++++ Source

The Drury High School Alumni Golf Tournament Fund is seeking 501(c)3 status to expand its donation base and create a more "user-friendly" access to monies raised by the annual event.

Superintendent James Montepare told the School Committee on Tuesday night that it provides supplemental funds for teachers to use for students. He said the organizers have been in discussion with administration on how to better utilize the money raised.

"We've been working very hard to make this a more efficient way for educators to have some additional funding," said Nancy Bullett, fund committee member and City Council liason to the School Committee.

Bullett said idea for the golf tournament sprang from the 35th reunion of her class of 1973. The first tourney raised $1,000, which was used to purchase a mimeo board for students. The now annual event has become the primary fundraiser and a grant request form has been developed so educators can apply for up to $500 for additional learning tools.

Tax-deductible donations can be made to the fund: Send checks to DHS Alumni Golf Tournament Fund, c/o Susan Rowe, 9 Summer St., Adams MA 01220.

++++++++

Short problem 1>
Answer these questions using the article on the alumni golf tournament fund:
(a) What tax status is the fund seeking?
(b) How much did the first tournament raise, and what was bought with it?
(c) What is the most an educator can apply for through the grant request form?
Short problem 2> Write the next paragraph of the article on the alumni golf tournament fund, continuing after its final sentence.

++++ Data

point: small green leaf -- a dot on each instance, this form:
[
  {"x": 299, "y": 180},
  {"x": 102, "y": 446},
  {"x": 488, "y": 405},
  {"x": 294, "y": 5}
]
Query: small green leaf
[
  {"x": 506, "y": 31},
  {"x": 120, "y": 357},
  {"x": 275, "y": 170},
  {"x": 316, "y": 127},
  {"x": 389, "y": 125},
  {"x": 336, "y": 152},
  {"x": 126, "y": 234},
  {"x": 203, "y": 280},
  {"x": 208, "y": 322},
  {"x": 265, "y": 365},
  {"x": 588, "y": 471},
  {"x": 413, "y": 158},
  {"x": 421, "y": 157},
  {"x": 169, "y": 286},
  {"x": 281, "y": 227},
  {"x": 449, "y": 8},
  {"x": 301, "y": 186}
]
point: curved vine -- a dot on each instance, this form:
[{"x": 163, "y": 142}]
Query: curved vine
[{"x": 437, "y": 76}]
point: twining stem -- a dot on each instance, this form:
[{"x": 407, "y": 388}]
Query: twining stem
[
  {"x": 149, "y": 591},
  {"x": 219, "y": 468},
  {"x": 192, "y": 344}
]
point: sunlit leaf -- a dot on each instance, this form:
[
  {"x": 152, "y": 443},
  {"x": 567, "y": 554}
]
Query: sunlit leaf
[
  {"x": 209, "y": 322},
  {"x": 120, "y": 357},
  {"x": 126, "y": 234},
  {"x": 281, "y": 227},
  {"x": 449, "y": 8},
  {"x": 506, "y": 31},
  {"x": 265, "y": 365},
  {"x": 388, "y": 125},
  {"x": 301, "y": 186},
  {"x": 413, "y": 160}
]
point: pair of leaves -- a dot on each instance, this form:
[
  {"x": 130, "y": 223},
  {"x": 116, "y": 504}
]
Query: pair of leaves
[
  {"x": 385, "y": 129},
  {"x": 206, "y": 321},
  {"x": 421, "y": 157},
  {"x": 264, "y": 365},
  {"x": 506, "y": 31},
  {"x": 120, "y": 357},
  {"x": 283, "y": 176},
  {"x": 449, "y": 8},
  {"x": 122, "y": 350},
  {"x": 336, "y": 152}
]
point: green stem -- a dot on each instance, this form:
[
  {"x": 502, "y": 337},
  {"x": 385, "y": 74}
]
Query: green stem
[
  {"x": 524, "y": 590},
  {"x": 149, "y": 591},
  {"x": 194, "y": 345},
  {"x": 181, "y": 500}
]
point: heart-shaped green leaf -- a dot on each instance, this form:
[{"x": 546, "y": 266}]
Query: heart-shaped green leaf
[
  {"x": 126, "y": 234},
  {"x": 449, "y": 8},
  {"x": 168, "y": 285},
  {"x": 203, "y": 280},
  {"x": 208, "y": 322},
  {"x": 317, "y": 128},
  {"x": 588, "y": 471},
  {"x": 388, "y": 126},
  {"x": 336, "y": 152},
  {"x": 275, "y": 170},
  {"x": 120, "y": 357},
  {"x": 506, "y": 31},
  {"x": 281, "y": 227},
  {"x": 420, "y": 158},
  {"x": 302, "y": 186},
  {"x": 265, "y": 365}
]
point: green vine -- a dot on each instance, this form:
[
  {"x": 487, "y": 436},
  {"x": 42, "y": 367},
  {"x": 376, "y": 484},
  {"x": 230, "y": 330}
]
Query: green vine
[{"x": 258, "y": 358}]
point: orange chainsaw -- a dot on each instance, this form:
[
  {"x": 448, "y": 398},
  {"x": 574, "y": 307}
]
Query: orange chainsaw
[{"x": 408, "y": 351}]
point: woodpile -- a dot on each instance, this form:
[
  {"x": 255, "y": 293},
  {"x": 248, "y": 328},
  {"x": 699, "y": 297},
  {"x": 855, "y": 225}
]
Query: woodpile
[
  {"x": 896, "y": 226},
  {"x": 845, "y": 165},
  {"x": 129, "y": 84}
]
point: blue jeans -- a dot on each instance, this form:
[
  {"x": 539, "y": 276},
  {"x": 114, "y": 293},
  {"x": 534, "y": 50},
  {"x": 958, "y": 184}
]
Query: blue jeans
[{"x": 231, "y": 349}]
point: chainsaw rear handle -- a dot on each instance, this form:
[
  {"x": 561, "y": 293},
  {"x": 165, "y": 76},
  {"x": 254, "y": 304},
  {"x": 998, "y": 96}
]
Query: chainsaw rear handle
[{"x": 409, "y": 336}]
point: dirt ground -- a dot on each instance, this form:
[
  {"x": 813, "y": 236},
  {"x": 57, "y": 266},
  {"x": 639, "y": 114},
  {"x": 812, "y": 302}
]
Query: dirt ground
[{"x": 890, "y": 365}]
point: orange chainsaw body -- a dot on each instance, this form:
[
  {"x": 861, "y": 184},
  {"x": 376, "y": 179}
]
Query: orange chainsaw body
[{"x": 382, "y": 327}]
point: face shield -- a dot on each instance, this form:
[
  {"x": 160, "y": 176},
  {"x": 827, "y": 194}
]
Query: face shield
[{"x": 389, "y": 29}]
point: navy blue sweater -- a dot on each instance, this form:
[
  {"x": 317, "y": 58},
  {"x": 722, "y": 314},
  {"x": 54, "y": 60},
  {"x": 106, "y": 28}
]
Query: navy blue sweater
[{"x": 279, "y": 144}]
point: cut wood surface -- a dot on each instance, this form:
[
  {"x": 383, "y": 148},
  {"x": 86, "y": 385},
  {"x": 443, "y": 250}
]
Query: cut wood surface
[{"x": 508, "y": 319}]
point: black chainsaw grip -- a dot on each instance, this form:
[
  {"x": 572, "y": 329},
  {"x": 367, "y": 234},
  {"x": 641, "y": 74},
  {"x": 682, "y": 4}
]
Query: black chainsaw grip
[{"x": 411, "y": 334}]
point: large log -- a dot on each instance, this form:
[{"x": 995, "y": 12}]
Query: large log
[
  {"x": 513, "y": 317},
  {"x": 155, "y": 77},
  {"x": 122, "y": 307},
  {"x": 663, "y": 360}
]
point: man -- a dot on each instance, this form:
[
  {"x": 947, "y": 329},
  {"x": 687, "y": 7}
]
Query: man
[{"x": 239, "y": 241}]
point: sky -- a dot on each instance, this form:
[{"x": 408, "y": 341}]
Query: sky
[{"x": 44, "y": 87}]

++++++++

Response 1>
(a) 501(c)3 status.
(b) $1,000, which bought a mimeo board for students.
(c) $500.

Response 2>
The committee is seeking to involve more alumni beyond just the class of 1973 and is looking at ways disseminate information to former Drury students. The all-day event needs volunteers as well as participation in the tourney and dinner and entertainment afterward.

"The golf tournament certainly has grown but we expect it to grow even more," Bullett said. "We are hoping we can see more participation from the school with regard to some of the educators perhaps supporting our efforts and coming to the tounament that day."

This year's tournament will be held Saturday, Sept. 22,  at Stamford (Vt.) Valley Golf Course; a barbecue chicken dinner and entertainment will follow. (Note: Greens fees and dinner costs are not tax-deductible.)

Montepare suggested that the fund could spark the development of an alumni association. He said he'd put some effort into creating a database of alumni but the association had not panned out.

"We've always wanted to solidify an alumni base for the North Adams Public Schools," he said to Bullett. "Maybe we should have a conversation about it."

Bullett said she envisioned the possibility of an alumni weekend reaching across classes and tapping into the large number of Drury graduates still in the area. In the meantime, she encouraged School Committee members to help spread the word.

"We all have a desire to give back to the school we graduated from," said Bullett. "Just imagine, just imagine what we could do."

In other business, Mayor Richard Alcombright read an email he received complimenting the superintendent for his work on the city's after-school programs.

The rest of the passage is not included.